►
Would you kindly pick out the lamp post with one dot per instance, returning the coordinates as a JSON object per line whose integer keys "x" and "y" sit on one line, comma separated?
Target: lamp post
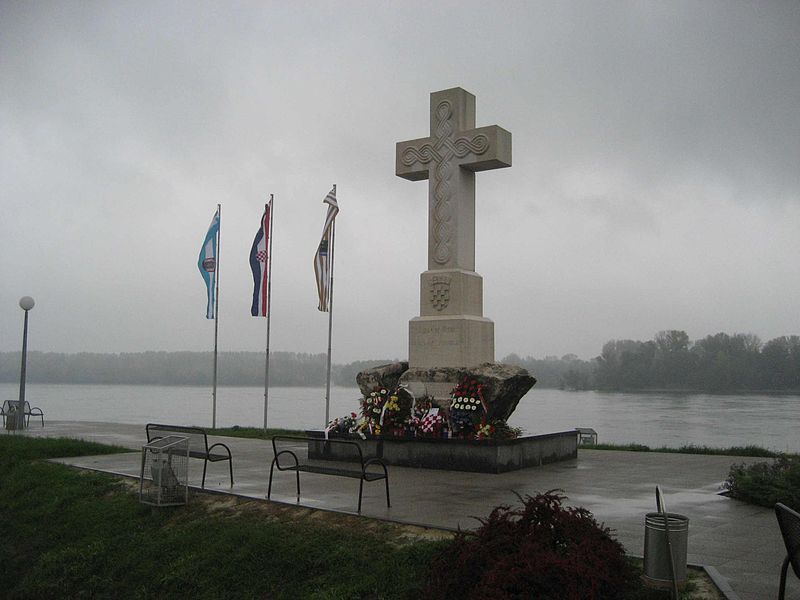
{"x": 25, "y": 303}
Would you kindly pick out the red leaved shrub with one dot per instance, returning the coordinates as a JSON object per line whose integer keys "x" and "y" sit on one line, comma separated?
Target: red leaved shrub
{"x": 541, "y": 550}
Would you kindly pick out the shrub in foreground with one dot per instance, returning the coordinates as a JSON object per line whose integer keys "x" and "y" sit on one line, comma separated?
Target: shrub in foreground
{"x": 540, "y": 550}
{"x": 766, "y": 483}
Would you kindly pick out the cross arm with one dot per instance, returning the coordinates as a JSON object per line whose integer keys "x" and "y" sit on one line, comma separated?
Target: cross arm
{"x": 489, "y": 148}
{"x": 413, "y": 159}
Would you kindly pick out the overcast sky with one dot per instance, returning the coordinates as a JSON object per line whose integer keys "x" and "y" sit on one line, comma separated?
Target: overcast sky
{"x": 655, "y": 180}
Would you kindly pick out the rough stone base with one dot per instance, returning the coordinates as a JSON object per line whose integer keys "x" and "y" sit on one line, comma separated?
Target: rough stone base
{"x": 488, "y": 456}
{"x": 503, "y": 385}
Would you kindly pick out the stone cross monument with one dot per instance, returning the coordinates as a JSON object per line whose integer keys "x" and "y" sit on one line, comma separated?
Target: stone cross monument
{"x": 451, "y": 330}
◄
►
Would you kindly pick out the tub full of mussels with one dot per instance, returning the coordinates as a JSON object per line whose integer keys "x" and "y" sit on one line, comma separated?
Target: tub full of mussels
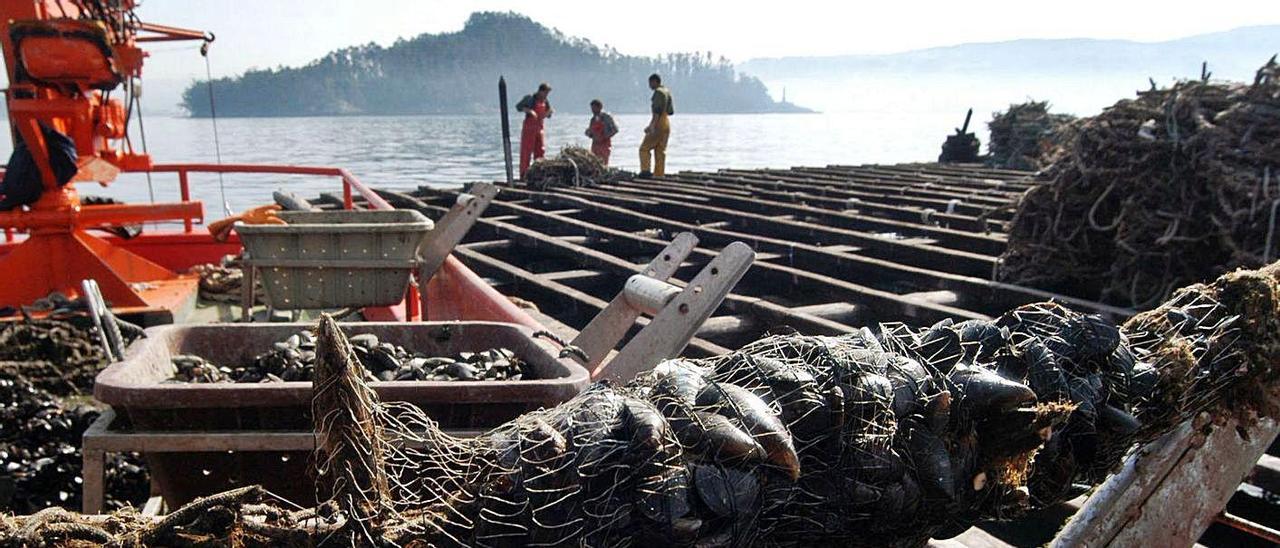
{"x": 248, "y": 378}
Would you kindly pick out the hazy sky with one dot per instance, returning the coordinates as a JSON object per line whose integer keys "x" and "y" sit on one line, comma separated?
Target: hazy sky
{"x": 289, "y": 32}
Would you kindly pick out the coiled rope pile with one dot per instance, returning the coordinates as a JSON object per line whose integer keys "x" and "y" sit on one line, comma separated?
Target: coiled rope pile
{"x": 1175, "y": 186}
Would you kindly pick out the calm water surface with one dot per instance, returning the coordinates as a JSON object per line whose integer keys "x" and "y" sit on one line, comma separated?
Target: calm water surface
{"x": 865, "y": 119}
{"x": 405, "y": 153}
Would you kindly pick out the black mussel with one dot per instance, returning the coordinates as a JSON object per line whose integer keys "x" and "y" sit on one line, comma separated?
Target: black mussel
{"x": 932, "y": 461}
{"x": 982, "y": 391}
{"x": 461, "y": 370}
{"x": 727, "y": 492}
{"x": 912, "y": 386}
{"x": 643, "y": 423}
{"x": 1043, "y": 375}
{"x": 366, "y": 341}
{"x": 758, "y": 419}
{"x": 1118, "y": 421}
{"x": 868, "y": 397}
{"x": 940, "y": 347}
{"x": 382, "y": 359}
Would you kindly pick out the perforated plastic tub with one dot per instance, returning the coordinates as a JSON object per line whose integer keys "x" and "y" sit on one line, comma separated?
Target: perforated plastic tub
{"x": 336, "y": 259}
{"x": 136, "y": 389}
◄
►
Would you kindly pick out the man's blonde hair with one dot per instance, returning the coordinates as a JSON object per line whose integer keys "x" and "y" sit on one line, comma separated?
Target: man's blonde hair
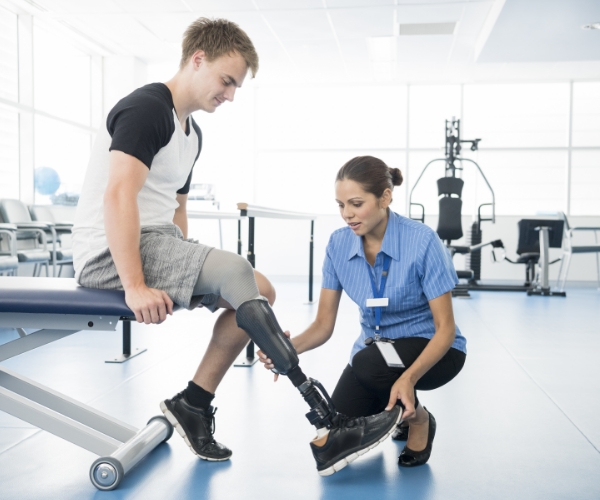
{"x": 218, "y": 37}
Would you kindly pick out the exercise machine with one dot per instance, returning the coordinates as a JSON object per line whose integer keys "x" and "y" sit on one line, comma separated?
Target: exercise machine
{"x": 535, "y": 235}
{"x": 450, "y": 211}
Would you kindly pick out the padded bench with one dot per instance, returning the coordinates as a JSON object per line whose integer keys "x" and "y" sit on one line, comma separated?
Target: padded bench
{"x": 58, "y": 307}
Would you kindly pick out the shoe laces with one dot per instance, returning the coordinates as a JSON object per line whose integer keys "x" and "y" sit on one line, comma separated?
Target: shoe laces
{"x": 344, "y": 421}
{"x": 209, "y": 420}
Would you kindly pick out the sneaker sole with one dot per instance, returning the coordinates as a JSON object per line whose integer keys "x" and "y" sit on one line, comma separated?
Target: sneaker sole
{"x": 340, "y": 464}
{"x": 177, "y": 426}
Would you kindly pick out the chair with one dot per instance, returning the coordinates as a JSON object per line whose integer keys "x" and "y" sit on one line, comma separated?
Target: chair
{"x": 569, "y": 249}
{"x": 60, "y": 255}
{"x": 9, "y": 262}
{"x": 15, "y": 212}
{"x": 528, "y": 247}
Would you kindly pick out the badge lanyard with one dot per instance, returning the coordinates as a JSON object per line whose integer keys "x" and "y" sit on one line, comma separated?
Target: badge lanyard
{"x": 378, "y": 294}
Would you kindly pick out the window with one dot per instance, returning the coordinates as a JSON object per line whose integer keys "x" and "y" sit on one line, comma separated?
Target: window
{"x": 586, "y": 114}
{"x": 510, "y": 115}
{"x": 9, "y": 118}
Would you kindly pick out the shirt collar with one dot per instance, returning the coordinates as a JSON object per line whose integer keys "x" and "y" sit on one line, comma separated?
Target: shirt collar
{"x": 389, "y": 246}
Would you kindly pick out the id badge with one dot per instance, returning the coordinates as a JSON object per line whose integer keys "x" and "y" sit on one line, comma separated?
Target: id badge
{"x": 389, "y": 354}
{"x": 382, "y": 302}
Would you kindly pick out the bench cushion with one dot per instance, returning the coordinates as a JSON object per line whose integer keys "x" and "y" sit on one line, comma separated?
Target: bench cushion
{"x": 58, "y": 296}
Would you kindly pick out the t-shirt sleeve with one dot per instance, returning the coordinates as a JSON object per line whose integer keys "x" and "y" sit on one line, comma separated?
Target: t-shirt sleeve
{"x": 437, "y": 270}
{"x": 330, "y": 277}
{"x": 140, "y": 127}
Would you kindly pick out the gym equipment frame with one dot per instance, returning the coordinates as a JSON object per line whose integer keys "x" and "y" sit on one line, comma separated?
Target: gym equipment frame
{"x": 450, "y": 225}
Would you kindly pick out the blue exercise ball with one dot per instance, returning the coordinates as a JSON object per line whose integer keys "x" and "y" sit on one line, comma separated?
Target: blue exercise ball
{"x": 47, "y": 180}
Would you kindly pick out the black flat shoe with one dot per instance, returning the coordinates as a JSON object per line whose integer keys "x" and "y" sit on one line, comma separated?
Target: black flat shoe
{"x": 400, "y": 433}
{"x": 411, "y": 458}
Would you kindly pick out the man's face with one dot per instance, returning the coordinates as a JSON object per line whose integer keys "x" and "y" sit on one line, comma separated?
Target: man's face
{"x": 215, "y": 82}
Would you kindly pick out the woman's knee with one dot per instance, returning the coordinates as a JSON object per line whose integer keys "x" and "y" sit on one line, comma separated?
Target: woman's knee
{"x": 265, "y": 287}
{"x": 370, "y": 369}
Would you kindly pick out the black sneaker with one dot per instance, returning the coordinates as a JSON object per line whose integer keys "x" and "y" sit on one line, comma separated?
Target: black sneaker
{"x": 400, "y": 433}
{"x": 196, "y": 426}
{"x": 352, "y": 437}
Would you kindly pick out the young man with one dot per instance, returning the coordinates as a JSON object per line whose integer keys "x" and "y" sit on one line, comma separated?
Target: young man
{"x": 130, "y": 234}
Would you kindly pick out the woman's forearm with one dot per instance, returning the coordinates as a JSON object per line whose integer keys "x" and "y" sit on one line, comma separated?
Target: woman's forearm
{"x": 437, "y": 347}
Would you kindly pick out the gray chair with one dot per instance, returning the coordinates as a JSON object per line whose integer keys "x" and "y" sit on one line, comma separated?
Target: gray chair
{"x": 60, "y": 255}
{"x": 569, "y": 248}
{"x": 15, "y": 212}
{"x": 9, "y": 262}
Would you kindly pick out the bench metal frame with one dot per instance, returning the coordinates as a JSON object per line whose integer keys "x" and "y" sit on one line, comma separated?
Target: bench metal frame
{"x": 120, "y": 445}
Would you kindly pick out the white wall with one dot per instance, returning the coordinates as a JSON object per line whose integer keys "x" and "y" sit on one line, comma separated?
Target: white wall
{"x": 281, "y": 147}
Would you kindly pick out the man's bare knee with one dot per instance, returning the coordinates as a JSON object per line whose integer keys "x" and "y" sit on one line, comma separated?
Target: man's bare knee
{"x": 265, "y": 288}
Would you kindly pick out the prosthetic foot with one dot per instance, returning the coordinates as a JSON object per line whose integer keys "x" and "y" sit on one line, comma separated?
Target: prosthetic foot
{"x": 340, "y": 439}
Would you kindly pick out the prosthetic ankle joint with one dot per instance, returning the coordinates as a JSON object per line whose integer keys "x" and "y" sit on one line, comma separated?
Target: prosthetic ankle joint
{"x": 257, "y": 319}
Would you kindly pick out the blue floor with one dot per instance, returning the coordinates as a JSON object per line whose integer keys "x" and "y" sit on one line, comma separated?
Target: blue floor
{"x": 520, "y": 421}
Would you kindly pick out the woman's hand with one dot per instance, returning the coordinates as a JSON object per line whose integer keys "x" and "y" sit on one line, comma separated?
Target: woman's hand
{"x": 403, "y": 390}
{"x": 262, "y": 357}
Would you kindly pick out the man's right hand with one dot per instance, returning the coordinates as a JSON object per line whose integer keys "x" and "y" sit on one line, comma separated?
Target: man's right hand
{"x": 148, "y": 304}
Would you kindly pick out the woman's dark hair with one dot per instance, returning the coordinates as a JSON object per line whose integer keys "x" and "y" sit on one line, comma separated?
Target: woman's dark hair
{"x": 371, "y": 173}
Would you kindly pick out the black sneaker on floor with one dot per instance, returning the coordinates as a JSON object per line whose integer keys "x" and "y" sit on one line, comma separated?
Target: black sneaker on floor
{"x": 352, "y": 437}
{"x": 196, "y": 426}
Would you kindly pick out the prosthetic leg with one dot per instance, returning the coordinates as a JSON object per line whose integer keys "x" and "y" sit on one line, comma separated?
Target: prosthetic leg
◄
PROBLEM DESCRIPTION: How many lines of the items above contain the word "hazy"? Reply with the number only.

COMPLETED TASK: 2